Reproduce verbatim the lines of the listing below, beginning at the line that contains "identify the green" and stopping after the line that contains "[[534, 177, 621, 256]]".

## [INPUT RECORDS]
[Begin]
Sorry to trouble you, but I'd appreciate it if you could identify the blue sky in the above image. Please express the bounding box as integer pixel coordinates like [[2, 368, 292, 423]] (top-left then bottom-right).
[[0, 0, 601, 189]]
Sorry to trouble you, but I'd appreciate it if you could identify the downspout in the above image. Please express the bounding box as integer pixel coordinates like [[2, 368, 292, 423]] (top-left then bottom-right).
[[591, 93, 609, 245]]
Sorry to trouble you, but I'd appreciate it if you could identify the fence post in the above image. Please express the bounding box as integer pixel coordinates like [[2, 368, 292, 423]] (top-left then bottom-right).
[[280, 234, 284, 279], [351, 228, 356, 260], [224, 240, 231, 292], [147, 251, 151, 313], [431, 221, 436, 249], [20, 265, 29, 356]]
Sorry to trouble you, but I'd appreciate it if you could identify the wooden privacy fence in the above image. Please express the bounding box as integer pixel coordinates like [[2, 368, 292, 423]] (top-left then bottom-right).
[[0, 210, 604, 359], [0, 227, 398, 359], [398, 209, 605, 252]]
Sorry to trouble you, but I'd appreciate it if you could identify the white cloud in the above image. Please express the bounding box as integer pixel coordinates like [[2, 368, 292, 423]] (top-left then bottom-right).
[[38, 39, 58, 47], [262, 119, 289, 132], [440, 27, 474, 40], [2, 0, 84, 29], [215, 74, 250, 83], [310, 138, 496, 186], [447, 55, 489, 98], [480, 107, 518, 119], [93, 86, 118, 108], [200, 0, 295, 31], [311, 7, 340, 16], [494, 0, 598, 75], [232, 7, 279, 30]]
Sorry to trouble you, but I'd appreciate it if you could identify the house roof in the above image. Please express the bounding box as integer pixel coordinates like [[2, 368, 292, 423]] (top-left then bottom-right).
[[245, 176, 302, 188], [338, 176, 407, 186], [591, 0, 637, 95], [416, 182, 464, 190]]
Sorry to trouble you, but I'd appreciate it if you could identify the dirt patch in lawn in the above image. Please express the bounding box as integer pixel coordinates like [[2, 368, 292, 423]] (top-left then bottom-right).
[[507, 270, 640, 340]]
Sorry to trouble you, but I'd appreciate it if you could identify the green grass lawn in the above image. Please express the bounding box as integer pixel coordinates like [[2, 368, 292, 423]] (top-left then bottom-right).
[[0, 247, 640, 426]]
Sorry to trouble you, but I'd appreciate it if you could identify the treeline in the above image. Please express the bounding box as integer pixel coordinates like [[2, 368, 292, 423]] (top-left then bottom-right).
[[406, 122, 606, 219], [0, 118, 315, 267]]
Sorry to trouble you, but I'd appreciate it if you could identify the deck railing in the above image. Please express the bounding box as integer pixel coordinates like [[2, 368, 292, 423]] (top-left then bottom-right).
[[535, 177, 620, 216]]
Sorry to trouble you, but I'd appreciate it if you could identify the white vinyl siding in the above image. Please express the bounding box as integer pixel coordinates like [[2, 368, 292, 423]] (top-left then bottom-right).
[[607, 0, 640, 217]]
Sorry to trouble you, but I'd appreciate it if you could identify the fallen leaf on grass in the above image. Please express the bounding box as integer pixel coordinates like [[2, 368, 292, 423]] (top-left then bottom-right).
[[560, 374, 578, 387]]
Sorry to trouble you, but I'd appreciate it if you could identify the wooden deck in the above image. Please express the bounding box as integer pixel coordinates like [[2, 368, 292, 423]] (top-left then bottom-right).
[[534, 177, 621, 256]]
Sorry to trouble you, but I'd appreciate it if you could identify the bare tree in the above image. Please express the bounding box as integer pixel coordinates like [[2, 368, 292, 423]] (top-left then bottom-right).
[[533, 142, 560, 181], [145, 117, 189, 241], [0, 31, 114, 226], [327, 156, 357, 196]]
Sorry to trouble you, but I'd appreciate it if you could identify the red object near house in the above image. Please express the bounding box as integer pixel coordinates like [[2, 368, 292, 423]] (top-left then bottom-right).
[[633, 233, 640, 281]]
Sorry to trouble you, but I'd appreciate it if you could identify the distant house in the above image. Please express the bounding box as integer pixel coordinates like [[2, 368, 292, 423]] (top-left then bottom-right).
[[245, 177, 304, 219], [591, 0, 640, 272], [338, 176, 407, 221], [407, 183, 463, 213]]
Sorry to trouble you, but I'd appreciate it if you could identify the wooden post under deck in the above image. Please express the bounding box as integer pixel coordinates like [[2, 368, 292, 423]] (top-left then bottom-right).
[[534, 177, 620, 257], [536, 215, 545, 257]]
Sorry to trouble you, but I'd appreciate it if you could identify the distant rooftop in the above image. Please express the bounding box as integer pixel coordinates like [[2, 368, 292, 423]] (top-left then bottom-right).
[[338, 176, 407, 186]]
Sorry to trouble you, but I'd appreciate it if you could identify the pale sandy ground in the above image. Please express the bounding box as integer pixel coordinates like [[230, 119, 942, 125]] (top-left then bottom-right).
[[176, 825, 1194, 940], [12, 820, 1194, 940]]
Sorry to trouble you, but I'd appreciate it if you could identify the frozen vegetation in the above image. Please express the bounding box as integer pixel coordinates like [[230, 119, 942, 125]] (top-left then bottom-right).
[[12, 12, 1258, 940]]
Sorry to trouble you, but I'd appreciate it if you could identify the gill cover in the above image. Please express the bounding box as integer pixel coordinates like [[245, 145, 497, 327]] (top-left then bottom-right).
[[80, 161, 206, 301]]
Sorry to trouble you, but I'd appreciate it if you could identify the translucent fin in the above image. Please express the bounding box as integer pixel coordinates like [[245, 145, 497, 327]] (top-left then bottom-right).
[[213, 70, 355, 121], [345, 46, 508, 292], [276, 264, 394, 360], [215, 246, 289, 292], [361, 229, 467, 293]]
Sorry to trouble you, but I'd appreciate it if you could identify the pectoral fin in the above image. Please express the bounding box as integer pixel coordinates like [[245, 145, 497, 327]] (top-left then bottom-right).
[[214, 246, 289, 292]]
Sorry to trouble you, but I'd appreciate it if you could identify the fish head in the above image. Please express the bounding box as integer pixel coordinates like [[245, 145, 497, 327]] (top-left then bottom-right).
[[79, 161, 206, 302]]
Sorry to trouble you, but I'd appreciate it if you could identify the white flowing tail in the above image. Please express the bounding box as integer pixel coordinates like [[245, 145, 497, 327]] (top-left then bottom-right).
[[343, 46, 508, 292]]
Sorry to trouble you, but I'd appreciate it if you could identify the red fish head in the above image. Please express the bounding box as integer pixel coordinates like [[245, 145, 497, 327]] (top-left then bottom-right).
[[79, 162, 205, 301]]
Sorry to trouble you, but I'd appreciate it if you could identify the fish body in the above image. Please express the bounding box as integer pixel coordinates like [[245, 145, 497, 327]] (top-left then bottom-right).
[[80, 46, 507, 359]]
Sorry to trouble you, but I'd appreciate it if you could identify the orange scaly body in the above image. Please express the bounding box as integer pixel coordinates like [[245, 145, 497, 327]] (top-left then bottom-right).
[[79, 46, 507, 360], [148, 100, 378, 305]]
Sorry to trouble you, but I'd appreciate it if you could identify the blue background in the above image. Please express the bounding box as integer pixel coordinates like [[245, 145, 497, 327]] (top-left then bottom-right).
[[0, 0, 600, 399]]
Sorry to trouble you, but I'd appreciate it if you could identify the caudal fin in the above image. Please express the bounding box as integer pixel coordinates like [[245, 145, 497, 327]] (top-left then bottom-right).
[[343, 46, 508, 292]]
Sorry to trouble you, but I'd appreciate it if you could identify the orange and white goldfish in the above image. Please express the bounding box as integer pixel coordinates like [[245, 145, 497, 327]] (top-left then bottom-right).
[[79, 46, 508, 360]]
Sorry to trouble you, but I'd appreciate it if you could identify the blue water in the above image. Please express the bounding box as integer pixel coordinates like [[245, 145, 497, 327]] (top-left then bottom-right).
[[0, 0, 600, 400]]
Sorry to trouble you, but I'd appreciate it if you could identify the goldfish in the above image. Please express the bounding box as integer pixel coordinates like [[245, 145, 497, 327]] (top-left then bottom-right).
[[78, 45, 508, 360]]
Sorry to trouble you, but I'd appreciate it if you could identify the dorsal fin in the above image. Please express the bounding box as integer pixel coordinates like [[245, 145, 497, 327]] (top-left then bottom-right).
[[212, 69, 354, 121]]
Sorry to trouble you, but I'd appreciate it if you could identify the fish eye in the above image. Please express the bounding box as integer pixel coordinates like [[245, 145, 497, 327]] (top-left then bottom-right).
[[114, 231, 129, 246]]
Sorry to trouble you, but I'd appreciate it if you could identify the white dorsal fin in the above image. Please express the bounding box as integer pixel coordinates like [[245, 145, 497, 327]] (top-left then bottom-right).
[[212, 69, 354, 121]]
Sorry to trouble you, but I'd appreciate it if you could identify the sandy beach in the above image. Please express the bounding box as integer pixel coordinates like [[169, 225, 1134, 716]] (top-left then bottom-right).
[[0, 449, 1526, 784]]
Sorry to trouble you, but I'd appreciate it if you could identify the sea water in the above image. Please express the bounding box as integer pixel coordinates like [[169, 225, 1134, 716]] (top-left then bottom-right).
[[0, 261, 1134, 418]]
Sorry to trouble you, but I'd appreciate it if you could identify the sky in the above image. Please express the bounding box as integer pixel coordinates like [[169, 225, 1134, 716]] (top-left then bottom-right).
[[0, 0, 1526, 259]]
[End]
## [TASK OUTPUT]
Sorry to trouble you, but I'd appreciate it if you could identify the green grass lawn in the above image. Please express the bounding box as integer pixel coordinates like [[2, 368, 292, 423]] (top-left then bottom-right).
[[0, 247, 640, 426]]
Sorry to trouble you, but I'd appreciate it if you could identify the treeline in the above image. Please express the bounding box as integer pixel coordinates like [[2, 368, 292, 423]] (top-left then bottom-right).
[[406, 122, 606, 219], [0, 118, 315, 267]]
Sorry to trouble you, but I'd appreciate it if you could identify the deck railing in the above image. Please express the bounding box as integer pixel coordinates like [[2, 368, 292, 423]] (top-left then bottom-right).
[[535, 177, 620, 216]]
Sorry to trouble you, but I'd appreciate it if you could identify the white vinyl siding in the above image. Please express the bounding box as integer pixel coordinates like [[2, 368, 292, 423]] (top-left then bottom-right).
[[607, 0, 640, 217]]
Sorry to trouble you, but I'd appreciate it if you could identify the fallen leaf on grass in the above image. Please express the bounding box as integer pixel coordinates like [[2, 368, 292, 423]] (top-left then bottom-right).
[[560, 374, 578, 387]]
Sorry to trouble you, but I'd appreciate it if you could identify the wooden deck in the above image. Please express the bounding box as integer pixel coordinates like [[2, 368, 292, 423]] (top-left then bottom-right).
[[534, 177, 621, 256]]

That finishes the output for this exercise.